Work order -> Would you please copy every line from the records that contains the word "smiling"?

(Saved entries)
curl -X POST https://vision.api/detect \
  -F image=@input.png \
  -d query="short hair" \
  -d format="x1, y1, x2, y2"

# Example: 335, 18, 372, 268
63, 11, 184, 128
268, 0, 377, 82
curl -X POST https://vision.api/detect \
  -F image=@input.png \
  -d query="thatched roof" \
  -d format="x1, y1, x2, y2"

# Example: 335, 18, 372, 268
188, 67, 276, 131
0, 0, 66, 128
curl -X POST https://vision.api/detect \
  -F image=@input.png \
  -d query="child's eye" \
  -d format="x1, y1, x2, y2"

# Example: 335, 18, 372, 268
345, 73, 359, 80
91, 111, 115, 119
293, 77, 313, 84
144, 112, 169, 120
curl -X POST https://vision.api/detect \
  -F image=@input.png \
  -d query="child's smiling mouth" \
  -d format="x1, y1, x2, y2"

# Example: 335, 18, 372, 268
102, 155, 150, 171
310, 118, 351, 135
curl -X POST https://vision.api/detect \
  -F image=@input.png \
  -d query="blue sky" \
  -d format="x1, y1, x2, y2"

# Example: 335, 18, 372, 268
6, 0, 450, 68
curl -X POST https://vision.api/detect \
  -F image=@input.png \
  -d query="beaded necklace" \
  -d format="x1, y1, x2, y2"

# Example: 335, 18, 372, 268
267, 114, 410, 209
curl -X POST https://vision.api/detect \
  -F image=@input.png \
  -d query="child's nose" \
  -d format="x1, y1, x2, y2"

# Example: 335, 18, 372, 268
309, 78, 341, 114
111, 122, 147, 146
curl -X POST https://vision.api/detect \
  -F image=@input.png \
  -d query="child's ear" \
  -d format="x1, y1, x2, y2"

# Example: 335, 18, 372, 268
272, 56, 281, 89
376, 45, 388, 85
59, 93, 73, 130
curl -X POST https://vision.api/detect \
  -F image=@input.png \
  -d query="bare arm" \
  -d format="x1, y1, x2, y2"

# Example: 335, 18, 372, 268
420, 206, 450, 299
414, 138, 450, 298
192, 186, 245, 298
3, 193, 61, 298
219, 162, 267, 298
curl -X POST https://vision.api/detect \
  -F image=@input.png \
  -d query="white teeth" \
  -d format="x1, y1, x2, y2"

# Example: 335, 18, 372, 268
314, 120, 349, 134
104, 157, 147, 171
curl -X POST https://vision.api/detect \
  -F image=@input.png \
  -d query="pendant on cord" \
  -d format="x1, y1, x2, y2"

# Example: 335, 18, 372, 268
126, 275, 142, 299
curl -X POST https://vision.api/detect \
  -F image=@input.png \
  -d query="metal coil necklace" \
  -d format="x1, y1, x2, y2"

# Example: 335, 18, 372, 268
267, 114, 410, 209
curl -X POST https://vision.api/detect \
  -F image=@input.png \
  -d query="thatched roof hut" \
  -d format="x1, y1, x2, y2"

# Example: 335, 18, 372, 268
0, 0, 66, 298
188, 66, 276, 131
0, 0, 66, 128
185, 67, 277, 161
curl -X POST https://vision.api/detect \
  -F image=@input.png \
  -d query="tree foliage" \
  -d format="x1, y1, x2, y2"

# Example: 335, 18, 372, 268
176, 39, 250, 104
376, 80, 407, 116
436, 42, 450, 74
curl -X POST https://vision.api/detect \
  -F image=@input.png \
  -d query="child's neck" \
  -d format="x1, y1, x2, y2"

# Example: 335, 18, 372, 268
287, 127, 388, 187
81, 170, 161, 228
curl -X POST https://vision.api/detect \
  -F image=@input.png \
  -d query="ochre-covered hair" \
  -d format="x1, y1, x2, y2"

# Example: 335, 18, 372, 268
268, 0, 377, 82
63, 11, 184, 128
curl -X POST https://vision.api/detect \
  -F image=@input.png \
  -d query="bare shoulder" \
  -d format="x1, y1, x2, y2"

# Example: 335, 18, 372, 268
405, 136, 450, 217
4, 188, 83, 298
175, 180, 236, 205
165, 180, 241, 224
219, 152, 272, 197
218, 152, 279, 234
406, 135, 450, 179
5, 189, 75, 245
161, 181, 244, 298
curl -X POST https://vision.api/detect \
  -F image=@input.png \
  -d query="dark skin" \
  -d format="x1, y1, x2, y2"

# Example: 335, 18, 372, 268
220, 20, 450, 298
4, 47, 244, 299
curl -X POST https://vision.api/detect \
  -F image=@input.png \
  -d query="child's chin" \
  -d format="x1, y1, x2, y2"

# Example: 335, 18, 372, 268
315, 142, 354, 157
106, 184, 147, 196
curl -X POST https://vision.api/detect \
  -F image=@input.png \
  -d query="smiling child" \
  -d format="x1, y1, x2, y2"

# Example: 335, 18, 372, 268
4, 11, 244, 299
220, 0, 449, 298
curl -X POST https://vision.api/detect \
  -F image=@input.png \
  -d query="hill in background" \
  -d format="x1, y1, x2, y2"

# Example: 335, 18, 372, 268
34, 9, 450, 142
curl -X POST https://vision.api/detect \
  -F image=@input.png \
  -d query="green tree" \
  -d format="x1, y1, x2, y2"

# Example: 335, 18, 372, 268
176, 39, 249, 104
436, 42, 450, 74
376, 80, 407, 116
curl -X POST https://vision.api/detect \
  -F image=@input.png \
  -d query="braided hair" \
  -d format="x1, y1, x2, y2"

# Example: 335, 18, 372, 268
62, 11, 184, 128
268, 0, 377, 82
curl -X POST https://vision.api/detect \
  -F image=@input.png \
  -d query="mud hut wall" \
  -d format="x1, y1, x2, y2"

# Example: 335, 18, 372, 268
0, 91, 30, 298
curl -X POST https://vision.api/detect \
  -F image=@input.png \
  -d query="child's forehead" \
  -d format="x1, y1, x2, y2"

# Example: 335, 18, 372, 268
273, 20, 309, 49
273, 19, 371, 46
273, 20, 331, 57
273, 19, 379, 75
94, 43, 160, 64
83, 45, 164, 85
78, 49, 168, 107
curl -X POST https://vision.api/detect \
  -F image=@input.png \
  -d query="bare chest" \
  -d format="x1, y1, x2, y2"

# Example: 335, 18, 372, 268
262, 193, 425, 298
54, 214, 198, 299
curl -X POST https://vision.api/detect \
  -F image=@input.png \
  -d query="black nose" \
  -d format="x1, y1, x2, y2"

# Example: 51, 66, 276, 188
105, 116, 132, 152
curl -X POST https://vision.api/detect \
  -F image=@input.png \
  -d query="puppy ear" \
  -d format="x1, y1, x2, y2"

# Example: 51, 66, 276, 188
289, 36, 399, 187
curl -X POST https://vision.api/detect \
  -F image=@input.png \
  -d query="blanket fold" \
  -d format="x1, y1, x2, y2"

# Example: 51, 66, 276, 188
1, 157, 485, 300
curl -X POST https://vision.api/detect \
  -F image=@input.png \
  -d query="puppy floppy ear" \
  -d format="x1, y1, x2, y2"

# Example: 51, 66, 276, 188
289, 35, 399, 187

Result of the task ->
  -d query="child's smiling mouth" \
  -d query="smiling child" \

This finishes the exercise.